▶ _What you are asked to do_:
Give back, word for word, the line that contains "In this exercise you will pick out the embroidered" and every line that follows it in the data below.

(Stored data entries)
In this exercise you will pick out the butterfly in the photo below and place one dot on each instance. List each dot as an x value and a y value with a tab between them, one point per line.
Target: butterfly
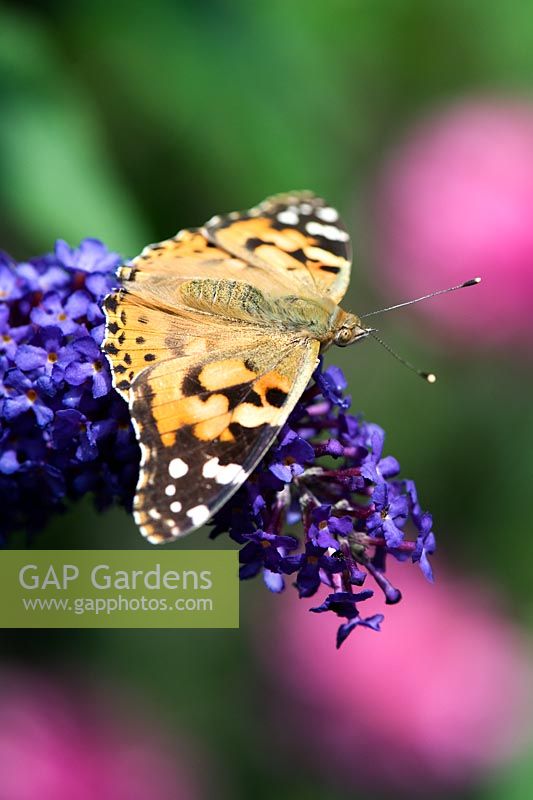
213	337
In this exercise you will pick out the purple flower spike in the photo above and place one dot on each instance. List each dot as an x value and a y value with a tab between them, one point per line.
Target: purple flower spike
355	514
65	432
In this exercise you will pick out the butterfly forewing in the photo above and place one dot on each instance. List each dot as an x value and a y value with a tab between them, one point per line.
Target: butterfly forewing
296	236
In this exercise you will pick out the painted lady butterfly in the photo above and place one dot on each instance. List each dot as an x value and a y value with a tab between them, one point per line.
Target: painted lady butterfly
212	340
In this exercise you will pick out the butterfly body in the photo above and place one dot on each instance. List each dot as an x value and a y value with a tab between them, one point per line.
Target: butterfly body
212	339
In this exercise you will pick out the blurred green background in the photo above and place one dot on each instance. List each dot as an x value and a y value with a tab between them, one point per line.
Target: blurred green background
129	121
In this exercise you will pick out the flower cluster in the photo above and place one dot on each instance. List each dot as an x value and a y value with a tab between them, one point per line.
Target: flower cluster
65	432
328	474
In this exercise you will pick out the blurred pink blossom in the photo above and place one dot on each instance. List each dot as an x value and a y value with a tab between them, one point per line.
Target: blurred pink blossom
431	703
455	200
59	743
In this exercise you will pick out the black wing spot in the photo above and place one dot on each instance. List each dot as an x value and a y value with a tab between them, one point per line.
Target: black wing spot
253	243
241	393
191	383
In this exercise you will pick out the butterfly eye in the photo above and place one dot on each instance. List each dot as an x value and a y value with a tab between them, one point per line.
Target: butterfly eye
345	336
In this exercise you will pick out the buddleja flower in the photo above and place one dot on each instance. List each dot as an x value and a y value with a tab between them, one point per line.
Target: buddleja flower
63	430
329	475
324	509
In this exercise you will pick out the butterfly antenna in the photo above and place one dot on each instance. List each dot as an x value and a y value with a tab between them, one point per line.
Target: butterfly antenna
430	377
472	282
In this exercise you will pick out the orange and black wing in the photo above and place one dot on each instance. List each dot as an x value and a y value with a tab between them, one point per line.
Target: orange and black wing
296	237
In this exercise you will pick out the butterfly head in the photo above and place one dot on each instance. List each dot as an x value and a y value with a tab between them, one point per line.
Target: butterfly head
349	330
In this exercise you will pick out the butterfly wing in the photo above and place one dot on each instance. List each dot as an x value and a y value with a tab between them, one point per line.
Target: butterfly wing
295	237
206	401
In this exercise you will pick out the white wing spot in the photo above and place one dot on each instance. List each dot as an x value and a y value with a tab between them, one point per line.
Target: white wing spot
198	515
327	214
145	453
222	474
288	217
177	468
327	231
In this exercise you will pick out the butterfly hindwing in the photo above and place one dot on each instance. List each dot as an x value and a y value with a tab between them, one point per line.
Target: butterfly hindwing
204	424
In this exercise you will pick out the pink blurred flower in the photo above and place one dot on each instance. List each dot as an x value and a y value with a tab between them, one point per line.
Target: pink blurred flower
57	743
437	698
454	201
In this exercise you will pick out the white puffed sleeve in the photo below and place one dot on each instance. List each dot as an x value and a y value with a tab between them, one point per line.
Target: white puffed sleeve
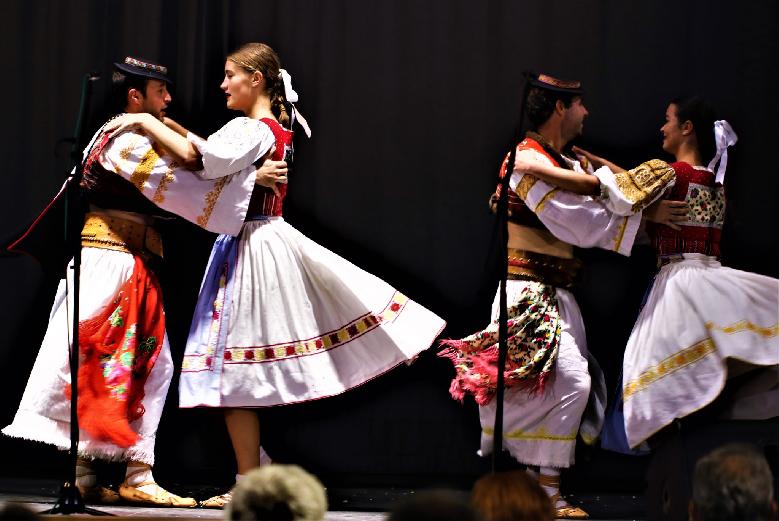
235	146
580	220
218	205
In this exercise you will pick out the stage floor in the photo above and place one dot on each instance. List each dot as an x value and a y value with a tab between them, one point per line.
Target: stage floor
346	505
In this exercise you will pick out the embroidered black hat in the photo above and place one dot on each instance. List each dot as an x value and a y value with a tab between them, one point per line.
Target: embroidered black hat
143	68
547	82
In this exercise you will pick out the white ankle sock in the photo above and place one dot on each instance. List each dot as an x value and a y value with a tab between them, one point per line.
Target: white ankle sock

▶ _Answer for this exercise_:
In this exercise you will pick out the embroidered black hat in the photo above and place one dot on each instance. List each dot as an x value and a y value with a tab between them, one point per line.
Target: embroidered black hat
143	68
547	82
In this exercise you will pick out the white ankle sock in the photo above and place one dot on each instance. List each dot as an x value and a y value with a tab between them, one point per line.
Target: white ankle sock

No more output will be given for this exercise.